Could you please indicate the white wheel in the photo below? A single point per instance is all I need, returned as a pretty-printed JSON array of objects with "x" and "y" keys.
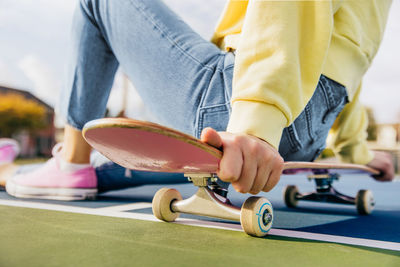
[
  {"x": 289, "y": 195},
  {"x": 256, "y": 216},
  {"x": 365, "y": 202},
  {"x": 161, "y": 204}
]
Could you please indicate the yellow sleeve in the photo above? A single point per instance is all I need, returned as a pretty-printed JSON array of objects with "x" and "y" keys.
[
  {"x": 279, "y": 60},
  {"x": 348, "y": 136}
]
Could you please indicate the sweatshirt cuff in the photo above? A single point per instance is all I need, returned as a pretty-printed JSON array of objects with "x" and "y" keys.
[
  {"x": 358, "y": 154},
  {"x": 258, "y": 119}
]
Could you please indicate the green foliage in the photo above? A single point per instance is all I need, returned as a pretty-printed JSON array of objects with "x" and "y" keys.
[{"x": 18, "y": 113}]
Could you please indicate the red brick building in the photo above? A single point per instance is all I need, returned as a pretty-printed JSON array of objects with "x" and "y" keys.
[{"x": 38, "y": 143}]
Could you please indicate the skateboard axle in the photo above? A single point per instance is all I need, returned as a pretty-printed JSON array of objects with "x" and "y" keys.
[{"x": 206, "y": 203}]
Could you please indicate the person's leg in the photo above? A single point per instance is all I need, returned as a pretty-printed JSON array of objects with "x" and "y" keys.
[
  {"x": 305, "y": 139},
  {"x": 172, "y": 67},
  {"x": 169, "y": 64}
]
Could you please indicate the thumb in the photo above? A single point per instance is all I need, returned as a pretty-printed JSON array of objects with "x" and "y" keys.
[{"x": 211, "y": 137}]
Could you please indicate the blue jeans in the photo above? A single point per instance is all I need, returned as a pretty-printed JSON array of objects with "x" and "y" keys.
[{"x": 185, "y": 80}]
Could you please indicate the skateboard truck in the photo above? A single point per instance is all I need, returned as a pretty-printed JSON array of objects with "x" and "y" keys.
[
  {"x": 325, "y": 192},
  {"x": 255, "y": 216}
]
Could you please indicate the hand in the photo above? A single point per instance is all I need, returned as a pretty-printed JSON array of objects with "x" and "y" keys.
[
  {"x": 249, "y": 163},
  {"x": 383, "y": 162}
]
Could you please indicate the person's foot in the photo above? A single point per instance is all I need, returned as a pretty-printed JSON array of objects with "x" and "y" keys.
[
  {"x": 9, "y": 150},
  {"x": 50, "y": 182}
]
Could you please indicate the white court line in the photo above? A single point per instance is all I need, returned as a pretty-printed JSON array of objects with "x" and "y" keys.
[
  {"x": 126, "y": 207},
  {"x": 226, "y": 226}
]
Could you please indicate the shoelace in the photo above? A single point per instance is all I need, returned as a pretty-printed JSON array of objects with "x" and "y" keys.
[{"x": 57, "y": 150}]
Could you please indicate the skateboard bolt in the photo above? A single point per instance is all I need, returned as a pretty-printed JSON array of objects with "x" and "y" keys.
[
  {"x": 267, "y": 217},
  {"x": 214, "y": 179}
]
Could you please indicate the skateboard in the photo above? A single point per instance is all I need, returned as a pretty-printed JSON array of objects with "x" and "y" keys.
[
  {"x": 148, "y": 146},
  {"x": 324, "y": 175}
]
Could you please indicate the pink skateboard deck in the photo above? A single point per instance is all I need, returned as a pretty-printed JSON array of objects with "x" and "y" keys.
[{"x": 148, "y": 146}]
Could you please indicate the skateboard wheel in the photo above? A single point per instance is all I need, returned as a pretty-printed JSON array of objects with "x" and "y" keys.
[
  {"x": 161, "y": 204},
  {"x": 365, "y": 202},
  {"x": 289, "y": 195},
  {"x": 256, "y": 216}
]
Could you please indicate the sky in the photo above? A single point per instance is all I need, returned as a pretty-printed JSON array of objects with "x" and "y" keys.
[{"x": 34, "y": 36}]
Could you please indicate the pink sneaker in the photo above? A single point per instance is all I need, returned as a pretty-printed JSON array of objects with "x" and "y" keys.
[
  {"x": 9, "y": 150},
  {"x": 49, "y": 182}
]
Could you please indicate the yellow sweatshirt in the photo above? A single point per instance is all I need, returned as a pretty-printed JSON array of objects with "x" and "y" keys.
[{"x": 282, "y": 48}]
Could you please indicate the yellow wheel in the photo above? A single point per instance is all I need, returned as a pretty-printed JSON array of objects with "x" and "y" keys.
[
  {"x": 256, "y": 216},
  {"x": 289, "y": 195},
  {"x": 162, "y": 204},
  {"x": 365, "y": 202}
]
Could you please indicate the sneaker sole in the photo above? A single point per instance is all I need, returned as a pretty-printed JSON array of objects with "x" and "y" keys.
[{"x": 67, "y": 194}]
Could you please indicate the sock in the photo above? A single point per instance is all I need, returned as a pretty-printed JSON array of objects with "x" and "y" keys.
[{"x": 71, "y": 167}]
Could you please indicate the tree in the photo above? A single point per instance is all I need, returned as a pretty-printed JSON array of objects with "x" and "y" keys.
[
  {"x": 19, "y": 113},
  {"x": 372, "y": 129}
]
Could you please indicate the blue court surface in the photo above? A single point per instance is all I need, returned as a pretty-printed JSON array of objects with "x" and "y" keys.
[{"x": 314, "y": 221}]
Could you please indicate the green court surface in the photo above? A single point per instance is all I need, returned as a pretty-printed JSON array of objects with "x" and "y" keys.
[{"x": 33, "y": 237}]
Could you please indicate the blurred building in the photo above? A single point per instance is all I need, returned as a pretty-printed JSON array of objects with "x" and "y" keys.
[
  {"x": 388, "y": 140},
  {"x": 38, "y": 143}
]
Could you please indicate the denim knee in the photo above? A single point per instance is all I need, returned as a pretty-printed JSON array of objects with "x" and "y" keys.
[{"x": 306, "y": 137}]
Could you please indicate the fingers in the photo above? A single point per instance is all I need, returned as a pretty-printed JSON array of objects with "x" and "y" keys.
[
  {"x": 211, "y": 137},
  {"x": 248, "y": 174},
  {"x": 230, "y": 166},
  {"x": 250, "y": 164}
]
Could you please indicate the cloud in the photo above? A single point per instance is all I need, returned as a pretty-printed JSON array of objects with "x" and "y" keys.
[{"x": 44, "y": 85}]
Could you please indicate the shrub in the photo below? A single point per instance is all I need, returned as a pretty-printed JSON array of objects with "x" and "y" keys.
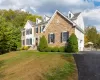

━━━━━━━━━━

• **Aim of the exercise**
Except for the pictures, write the data out exactly.

• **Solution to the problem**
Could you please indicate the white wheel in the photo below? A single point per instance is all I need, returned as a pretty-printed JSON array of objects with "x" and "y" keys.
[
  {"x": 289, "y": 195},
  {"x": 256, "y": 216},
  {"x": 365, "y": 202},
  {"x": 161, "y": 204}
]
Could you please indicate the yellow sleeve in the photo above? A single point per instance is all I need, returned as a pretty-printed JSON array of objects with "x" and "y" keys.
[
  {"x": 279, "y": 60},
  {"x": 348, "y": 136}
]
Could you please indicate the sweatshirt cuff in the photo above? A single point per instance is all I need, returned as a pretty-printed JSON array of objects with "x" and "y" keys.
[
  {"x": 358, "y": 154},
  {"x": 258, "y": 119}
]
Could you please indicate the green foliage in the photo above? A single point per instance is all I need, returned as a pretty-printed JSON array of objects with "x" and "y" keys.
[{"x": 18, "y": 113}]
Could you please indicate the red brick building in the photo above? A single point per instance is all I need, returned as a pretty-printed JSON array of objects with "x" and "y" keys.
[{"x": 38, "y": 143}]
Could you please indicate the skateboard axle in the photo above? A single point per instance is all I need, returned as a pretty-printed JSON array of objects with "x" and "y" keys.
[{"x": 206, "y": 203}]
Could you please indicate the person's leg in the photo above? A single point per instance is all I need, returned as a pretty-printed JSON array of objects with "x" and "y" keys.
[
  {"x": 305, "y": 139},
  {"x": 172, "y": 67},
  {"x": 169, "y": 64}
]
Could you please indicate the thumb in the photo above? A single point per instance is all I need, returned as a pretty-printed JSON array of objects with "x" and "y" keys.
[{"x": 211, "y": 137}]
Could you please indicate the blue jeans in the photo above? A single point per instance is all I need, returned as a pretty-printed JSON array of objects with "x" and "y" keys.
[{"x": 185, "y": 80}]
Could you please indicate the skateboard truck in the photo above? A single point per instance is all I need, returned as a pretty-printed JSON array of objects with "x" and "y" keys.
[
  {"x": 325, "y": 192},
  {"x": 255, "y": 216}
]
Could you please indicate the hand in the photo above? A single point per instance is all I need, returned as a pretty-printed JSON array of objects with "x" and "y" keys.
[
  {"x": 249, "y": 163},
  {"x": 383, "y": 162}
]
Could you please indicate the person's foot in the photo above? A single point per instance is all I need, returned as a pretty-printed JSON array of objects with "x" and "y" keys.
[
  {"x": 9, "y": 150},
  {"x": 50, "y": 182}
]
Could you please indicate the white court line in the photo above? A single point per instance is all I need, returned as a pretty-printed JSON array of objects with "x" and "y" keys.
[
  {"x": 126, "y": 207},
  {"x": 226, "y": 226}
]
Could you please indicate the shoelace in the photo above? A single point per instance is all I need, returned as a pretty-printed JSON array of objects with "x" and "y" keys.
[{"x": 57, "y": 150}]
Could you please indicate the skateboard bolt in the photo above? A single point per instance is all I need, returned as a pretty-printed JSON array of objects with "x" and "y" keys.
[
  {"x": 267, "y": 217},
  {"x": 214, "y": 179}
]
Could you please indicate the skateboard in the photo above? A single point per instance is all I need, returned as a pretty-printed JSON array of objects with "x" and "y" keys.
[
  {"x": 148, "y": 146},
  {"x": 324, "y": 175}
]
Could you please indicate the pink skateboard deck in the photo above? A single point per instance is all I need, returned as a pretty-printed JSON array of objects with "x" and "y" keys.
[{"x": 148, "y": 146}]
Could you please indicate the skateboard wheel in the photo above? A single point per instance is all I need, returned as a pretty-printed JSON array of objects with "x" and "y" keys.
[
  {"x": 161, "y": 204},
  {"x": 365, "y": 202},
  {"x": 289, "y": 195},
  {"x": 256, "y": 216}
]
Could you please indicate the sky in the photo above? A single point per instance is all I need, returned as a pretty-printed JSON array of objects with "x" and "y" keys.
[{"x": 34, "y": 36}]
Could you please indicate the pink sneaker in the photo above? A single point per instance is all I need, returned as a pretty-printed JSON array of objects with "x" and "y" keys.
[
  {"x": 9, "y": 150},
  {"x": 49, "y": 182}
]
Could you please indicate the yellow sweatshirt in the photo above? A single point per instance is all I need, returned as a pretty-printed JSON array of objects with "x" and "y" keys.
[{"x": 282, "y": 48}]
Could you please indicate the yellow wheel in the photo above? A single point per instance is all I need, returned as a pretty-printed JSON array of objects with "x" and "y" keys.
[
  {"x": 256, "y": 216},
  {"x": 289, "y": 195},
  {"x": 162, "y": 204},
  {"x": 365, "y": 202}
]
Could you please indicate the sneaker sole in the photo above? A single point per instance is all I need, returned as a pretty-printed JSON array of objects with "x" and "y" keys.
[{"x": 67, "y": 194}]
Could you please indicate the sock in the photo above? A single point per instance is all I need, returned as a pretty-printed JSON array of objects with "x" and "y" keys.
[{"x": 71, "y": 167}]
Could you please indicate the tree in the photo above? A single point per instance is all I need, returned as a pretty-printed JSON array of objects with "x" and "y" keys.
[
  {"x": 19, "y": 113},
  {"x": 372, "y": 129}
]
Could you please indicate the blue court surface in the photo above? A single point per instance is all I need, returned as a pretty-printed JSON array of objects with "x" and "y" keys.
[{"x": 314, "y": 221}]
Could you please indicate the green court surface in the photo above? A single point per instance is all I need, returned as a pretty-printed JSON array of objects with "x" and "y" keys.
[{"x": 33, "y": 237}]
Could you please indicate the blurred building in the photo above? A single point per instance is all I need, returned as a pretty-printed JSON array of objects with "x" and "y" keys.
[
  {"x": 388, "y": 140},
  {"x": 38, "y": 143}
]
Could you please indicate the denim knee in the photo above? A single point per instance is all I need, returned as a pretty-printed JSON array of objects with "x" and "y" keys.
[{"x": 306, "y": 137}]
Could you please indicate the fingers in the photo above? A single point per instance is all I need, returned as a pretty-printed JSON array of objects with "x" and "y" keys.
[
  {"x": 211, "y": 137},
  {"x": 248, "y": 174},
  {"x": 230, "y": 166},
  {"x": 250, "y": 164}
]
Could you please indicate the cloud in the photo above? A single point per instance is all I need, returned as a pretty-printed JSON array of objects with "x" and "y" keys.
[{"x": 44, "y": 85}]
Could you please indicate the shrub in the photo below? A single point per instance is all I need, returned as a pretty-printed JSON array of objects with "x" and "y" keys.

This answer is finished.